Work item: Your task is to repeat the entries word for word while leaving out the pictures.

(Referring expression pointing data)
════

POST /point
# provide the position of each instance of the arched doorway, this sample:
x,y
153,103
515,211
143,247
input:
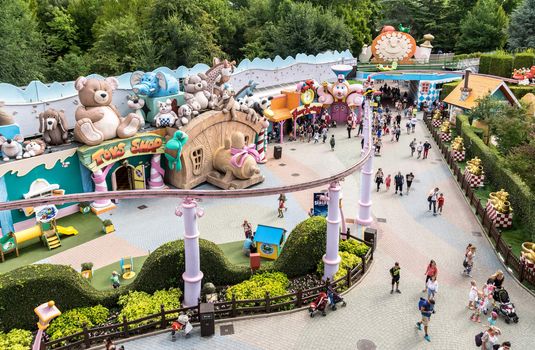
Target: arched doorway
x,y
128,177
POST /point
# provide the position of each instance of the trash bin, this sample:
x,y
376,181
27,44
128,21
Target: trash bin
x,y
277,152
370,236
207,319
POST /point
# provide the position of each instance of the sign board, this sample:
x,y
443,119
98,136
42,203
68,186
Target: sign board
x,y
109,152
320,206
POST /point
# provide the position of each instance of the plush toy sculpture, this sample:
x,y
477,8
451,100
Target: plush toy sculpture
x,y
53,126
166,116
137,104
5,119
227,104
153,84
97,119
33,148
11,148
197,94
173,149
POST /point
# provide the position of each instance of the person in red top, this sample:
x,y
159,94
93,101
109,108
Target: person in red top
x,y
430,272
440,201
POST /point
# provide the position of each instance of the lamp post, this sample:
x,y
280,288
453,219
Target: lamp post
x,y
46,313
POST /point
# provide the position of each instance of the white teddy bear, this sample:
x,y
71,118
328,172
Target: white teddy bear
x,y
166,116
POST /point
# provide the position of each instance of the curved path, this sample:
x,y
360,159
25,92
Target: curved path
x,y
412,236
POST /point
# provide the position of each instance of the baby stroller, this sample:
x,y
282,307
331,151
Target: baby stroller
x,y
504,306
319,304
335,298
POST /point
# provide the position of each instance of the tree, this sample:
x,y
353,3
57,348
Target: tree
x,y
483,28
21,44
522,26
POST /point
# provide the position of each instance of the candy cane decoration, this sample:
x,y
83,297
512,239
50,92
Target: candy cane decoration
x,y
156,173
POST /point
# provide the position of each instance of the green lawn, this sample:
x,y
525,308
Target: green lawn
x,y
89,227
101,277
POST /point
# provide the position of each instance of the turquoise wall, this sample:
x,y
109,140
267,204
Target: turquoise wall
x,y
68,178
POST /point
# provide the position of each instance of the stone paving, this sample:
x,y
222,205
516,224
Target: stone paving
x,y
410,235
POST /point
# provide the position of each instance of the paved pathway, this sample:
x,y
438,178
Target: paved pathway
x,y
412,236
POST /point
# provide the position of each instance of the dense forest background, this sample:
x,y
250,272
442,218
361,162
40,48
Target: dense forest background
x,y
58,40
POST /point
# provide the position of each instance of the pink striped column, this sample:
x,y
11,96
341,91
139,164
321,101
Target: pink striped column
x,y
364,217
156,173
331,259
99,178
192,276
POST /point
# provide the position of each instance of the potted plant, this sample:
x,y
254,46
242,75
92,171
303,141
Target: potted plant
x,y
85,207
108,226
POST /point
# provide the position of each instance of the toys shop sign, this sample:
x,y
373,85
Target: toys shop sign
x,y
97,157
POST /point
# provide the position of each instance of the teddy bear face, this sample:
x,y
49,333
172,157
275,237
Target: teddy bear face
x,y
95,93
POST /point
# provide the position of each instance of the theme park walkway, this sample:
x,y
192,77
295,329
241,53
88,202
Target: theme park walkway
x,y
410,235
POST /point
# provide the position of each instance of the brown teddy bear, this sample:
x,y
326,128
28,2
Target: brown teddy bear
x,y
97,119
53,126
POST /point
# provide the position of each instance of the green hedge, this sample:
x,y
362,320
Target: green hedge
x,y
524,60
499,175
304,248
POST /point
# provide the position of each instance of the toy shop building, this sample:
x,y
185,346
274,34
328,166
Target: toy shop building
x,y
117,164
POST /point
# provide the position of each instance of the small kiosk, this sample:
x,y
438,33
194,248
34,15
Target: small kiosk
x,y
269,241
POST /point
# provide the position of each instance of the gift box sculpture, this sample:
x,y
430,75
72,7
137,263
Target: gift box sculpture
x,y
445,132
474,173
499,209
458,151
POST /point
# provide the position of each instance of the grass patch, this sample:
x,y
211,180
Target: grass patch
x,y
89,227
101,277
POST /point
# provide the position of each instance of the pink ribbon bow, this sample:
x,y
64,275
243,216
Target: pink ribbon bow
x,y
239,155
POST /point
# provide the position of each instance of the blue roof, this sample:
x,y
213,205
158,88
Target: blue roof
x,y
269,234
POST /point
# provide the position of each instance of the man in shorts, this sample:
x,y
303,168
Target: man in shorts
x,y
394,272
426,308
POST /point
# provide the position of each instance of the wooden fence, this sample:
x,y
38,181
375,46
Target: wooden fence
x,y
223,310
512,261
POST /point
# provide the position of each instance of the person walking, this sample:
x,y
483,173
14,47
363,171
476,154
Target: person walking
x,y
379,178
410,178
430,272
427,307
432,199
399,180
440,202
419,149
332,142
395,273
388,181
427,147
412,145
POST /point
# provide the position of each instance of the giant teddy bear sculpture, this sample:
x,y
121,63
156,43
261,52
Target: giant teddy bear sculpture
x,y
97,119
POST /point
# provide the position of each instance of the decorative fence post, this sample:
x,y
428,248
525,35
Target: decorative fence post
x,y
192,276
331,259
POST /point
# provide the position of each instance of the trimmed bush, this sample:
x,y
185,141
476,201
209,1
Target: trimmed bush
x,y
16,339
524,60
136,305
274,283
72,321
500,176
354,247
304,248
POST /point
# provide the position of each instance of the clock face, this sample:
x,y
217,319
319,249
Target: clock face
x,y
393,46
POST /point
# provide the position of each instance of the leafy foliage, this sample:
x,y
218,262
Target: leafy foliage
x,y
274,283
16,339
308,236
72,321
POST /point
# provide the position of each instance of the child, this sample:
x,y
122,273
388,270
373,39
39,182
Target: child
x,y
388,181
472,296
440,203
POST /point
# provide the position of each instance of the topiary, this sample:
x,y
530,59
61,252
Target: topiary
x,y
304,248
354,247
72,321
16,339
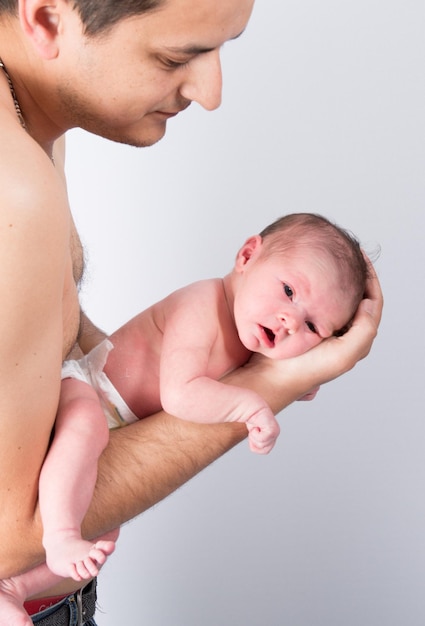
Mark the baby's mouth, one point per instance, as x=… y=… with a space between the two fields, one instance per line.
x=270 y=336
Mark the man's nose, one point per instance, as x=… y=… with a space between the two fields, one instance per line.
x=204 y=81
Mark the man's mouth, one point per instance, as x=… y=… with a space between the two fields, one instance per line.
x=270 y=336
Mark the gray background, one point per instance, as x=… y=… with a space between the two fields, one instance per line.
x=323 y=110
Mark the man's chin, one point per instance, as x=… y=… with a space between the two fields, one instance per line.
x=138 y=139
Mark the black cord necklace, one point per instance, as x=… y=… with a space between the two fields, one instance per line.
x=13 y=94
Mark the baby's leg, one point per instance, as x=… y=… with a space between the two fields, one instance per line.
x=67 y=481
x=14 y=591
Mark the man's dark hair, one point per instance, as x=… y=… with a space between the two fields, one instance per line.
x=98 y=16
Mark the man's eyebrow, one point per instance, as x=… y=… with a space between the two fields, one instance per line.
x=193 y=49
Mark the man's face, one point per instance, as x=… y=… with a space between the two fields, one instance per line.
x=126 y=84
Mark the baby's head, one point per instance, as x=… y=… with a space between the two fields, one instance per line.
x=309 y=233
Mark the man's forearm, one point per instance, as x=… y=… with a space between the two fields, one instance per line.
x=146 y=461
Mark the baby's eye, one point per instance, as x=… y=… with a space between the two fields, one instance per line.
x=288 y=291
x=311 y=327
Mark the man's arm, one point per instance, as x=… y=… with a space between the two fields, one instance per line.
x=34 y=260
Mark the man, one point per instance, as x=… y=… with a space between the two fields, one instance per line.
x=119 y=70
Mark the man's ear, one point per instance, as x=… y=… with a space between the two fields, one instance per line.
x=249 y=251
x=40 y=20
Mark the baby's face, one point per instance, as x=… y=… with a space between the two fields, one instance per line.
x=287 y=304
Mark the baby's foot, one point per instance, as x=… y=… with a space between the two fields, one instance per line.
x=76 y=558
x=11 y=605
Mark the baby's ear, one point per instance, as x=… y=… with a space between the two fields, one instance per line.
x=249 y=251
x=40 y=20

════

Response below:
POST /point
# provide the position of each instance of the arched doorway, this sample:
x,y
153,103
515,211
143,247
input:
Target: arched doorway
x,y
128,177
POST /point
# provide the position of each instance of the trash bin, this sample:
x,y
376,181
27,44
128,21
Target: trash bin
x,y
277,152
370,236
207,319
POST /point
# provide the position of each instance of the sign board, this sample:
x,y
443,119
98,136
42,203
68,186
Target: sign board
x,y
109,152
320,206
POST /point
# provide the position of each instance of the plush toy sculpture, this sample:
x,y
477,8
451,100
Target: plush toy sculpture
x,y
53,126
166,116
137,104
5,119
227,104
153,84
97,119
33,148
11,148
197,94
173,149
POST /point
# provide the position of each instance of the person in red top, this sample:
x,y
159,94
93,101
109,108
Target: person in red top
x,y
430,272
440,201
POST /point
# provide the position of each instance of the lamp post, this sample:
x,y
280,288
453,219
Target: lamp post
x,y
46,313
POST /point
# provide the position of each instance of the white teddy bear, this sample:
x,y
71,118
328,172
Target: white teddy bear
x,y
166,116
POST /point
# provide the position of each instance of the curved path, this sample:
x,y
360,159
25,92
Target: curved path
x,y
412,236
POST /point
# provide the position of each instance of the baby stroller, this sample:
x,y
282,307
331,151
Target: baby stroller
x,y
504,306
319,304
335,298
POST /point
# provide the position of each instance of the tree, this sample:
x,y
353,3
57,348
Target: tree
x,y
483,28
21,44
522,26
POST /point
# provide the position of each instance of the candy cane decoration, this sample:
x,y
83,297
512,239
50,92
Target: candy cane decoration
x,y
156,173
POST /point
# provide the position of each instance of the green lawn, this sample:
x,y
525,308
Target: green lawn
x,y
89,227
101,277
POST /point
# provide the position of each instance of the turquoise wall, this sample:
x,y
109,140
267,204
Target: turquoise wall
x,y
68,178
POST /point
# provide the position of each instance of the stone paving, this sample:
x,y
222,205
516,224
Target: stone paving
x,y
410,235
POST /point
# provide the position of each instance of the paved pathway, this sample:
x,y
438,178
Target: paved pathway
x,y
412,236
POST /point
# provide the position of each instance of the dense forest background, this sample:
x,y
250,272
442,218
361,162
40,48
Target: dense forest background
x,y
58,40
POST /point
# provide the position of each instance of the pink striped column, this sample:
x,y
11,96
341,91
139,164
321,101
Target: pink striped column
x,y
364,217
156,173
331,259
99,178
192,276
POST /point
# provide the position of each instance of the potted plant, this sample:
x,y
254,46
242,75
92,171
303,141
Target: potted plant
x,y
85,207
108,226
POST /point
# provide the position of each instance of the toys shop sign, this sample:
x,y
373,85
Target: toys shop sign
x,y
97,157
POST /point
# provide the position of each instance of the teddy bear face, this sample:
x,y
49,333
172,157
275,237
Target: teddy bear face
x,y
95,93
POST /point
# provide the position of each instance of the theme park walkway, this sample:
x,y
192,77
295,329
241,53
88,202
Target: theme park walkway
x,y
410,235
POST /point
# provide the position of each instance of the brown teddy bear, this sample:
x,y
326,128
28,2
Target: brown teddy bear
x,y
97,119
53,126
POST /point
# provide the position of each instance of the green hedge, this sample:
x,y
362,320
Target: green hedge
x,y
524,60
499,175
304,248
POST /point
# provide the position of each instance of the toy shop building, this sample:
x,y
185,346
274,34
328,166
Target: toy shop building
x,y
117,164
POST /point
# provide the position of each instance of the small kiosk, this sample:
x,y
438,33
194,248
34,15
Target: small kiosk
x,y
269,241
POST /point
# provide the position of each instance of the gift box sculpture, this sample:
x,y
430,75
72,7
137,263
Target: gift box sculpture
x,y
445,132
474,173
499,209
458,151
POST /point
# provide the position of each instance of the grass patch, this sample:
x,y
211,180
Target: grass patch
x,y
89,227
101,277
POST /point
# provide the position of each instance of the pink ribbon bow, this sample:
x,y
64,275
243,216
Target: pink ribbon bow
x,y
239,155
POST /point
# provide the position of each instance of the blue roof, this sample:
x,y
213,205
158,88
Target: blue roof
x,y
269,234
POST /point
# provide the position of each instance of the man in shorts, this sample:
x,y
303,168
Target: man in shorts
x,y
394,272
426,308
POST /point
# provide the position of each instance of the wooden fence, this sample:
x,y
38,181
375,46
Target: wooden fence
x,y
223,310
512,261
POST /point
# provide the position of each instance of the person walking, this sample:
x,y
483,173
14,47
363,171
476,154
Target: person walking
x,y
379,178
410,178
430,272
427,307
432,199
399,180
440,202
419,149
332,142
395,273
388,181
427,147
412,145
POST /point
# provide the position of each instance of the giant teddy bear sculpture, this sample:
x,y
121,63
156,43
261,52
Target: giant teddy bear sculpture
x,y
97,119
POST /point
# provide the position of each instance of the decorative fence post, this sample:
x,y
428,248
525,35
Target: decorative fence post
x,y
192,276
331,259
POST /point
# provide the position of each instance of the trimmed bush, this sample:
x,y
185,141
476,201
209,1
Target: trimmed bush
x,y
16,339
524,60
136,305
274,283
72,321
500,176
354,247
304,248
POST /point
# provide the position of each instance of the clock face, this sample:
x,y
217,319
319,249
Target: clock face
x,y
393,46
POST /point
# provide the position of each instance of the leafy foliage, this sample:
x,y
218,262
Target: leafy foliage
x,y
274,283
16,339
308,236
72,321
POST /point
# provide the position of each instance of the child, this sample:
x,y
122,273
388,270
373,39
39,182
Target: child
x,y
388,181
472,296
440,203
POST /point
# provide the position of each instance of the topiary, this sample:
x,y
530,59
61,252
Target: topiary
x,y
304,248
354,247
72,321
16,339
Mark the baby's mouth, one point per instance, as x=… y=… with a space between the two fields, one instance per line.
x=270 y=336
Mark the man's nose, one point per instance, as x=… y=… with a space between the two fields, one instance per line.
x=204 y=81
Mark the man's mouth, one point per instance, as x=… y=… with a space between the two fields, one instance per line.
x=270 y=336
Mark the gray background, one point per instance, as x=… y=… with a space between the two fields, one instance per line.
x=323 y=110
Mark the man's chin, one point per instance, as x=… y=… with a space between the two fields, one instance per line.
x=138 y=139
Mark the black cord necklace, one point per instance, as x=… y=… with a space between the two fields, one instance per line.
x=13 y=94
Mark the baby's leg, one point per instance, as x=… y=… with a space between the two fields, one instance per line.
x=67 y=481
x=14 y=591
Mark the man's dark hair, one point per instance, as x=… y=… with a space between the two fields, one instance per line.
x=98 y=16
Mark the man's eyebrow, one point per instance, as x=… y=… with a space between the two fields, one instance per line.
x=193 y=49
Mark the man's face, one point per instance, as x=… y=… with a space between the two fields, one instance per line.
x=126 y=84
Mark the baby's head, one point per instance, as x=… y=… with a space between the two fields, one instance per line.
x=309 y=233
Mark the man's forearm, one point per instance, as x=… y=… with a space between the two fields, one instance per line.
x=146 y=461
Mark the baby's eye, one point per instance, as x=… y=… with a space between the two fields, one instance per line.
x=288 y=291
x=311 y=327
Mark the man's arm, one point per instance, as x=… y=… with a space between the two fields, one instance per line.
x=34 y=260
Mark the man, one point per instance, as x=… y=… with a space between the two fields, one instance per line.
x=119 y=70
Mark the man's ear, one point per instance, as x=… y=… with a space between the two fields, one instance per line.
x=249 y=251
x=40 y=20
Mark the baby's face, one point per instance, as x=… y=… with a space between the two fields, one instance per line.
x=287 y=304
Mark the baby's foot, one point per instance, as x=… y=… with a space between the two fields, one instance per line.
x=76 y=558
x=11 y=605
Mark the baby's ear, one point per instance, as x=… y=… with a space between the two fields, one instance per line.
x=249 y=251
x=40 y=20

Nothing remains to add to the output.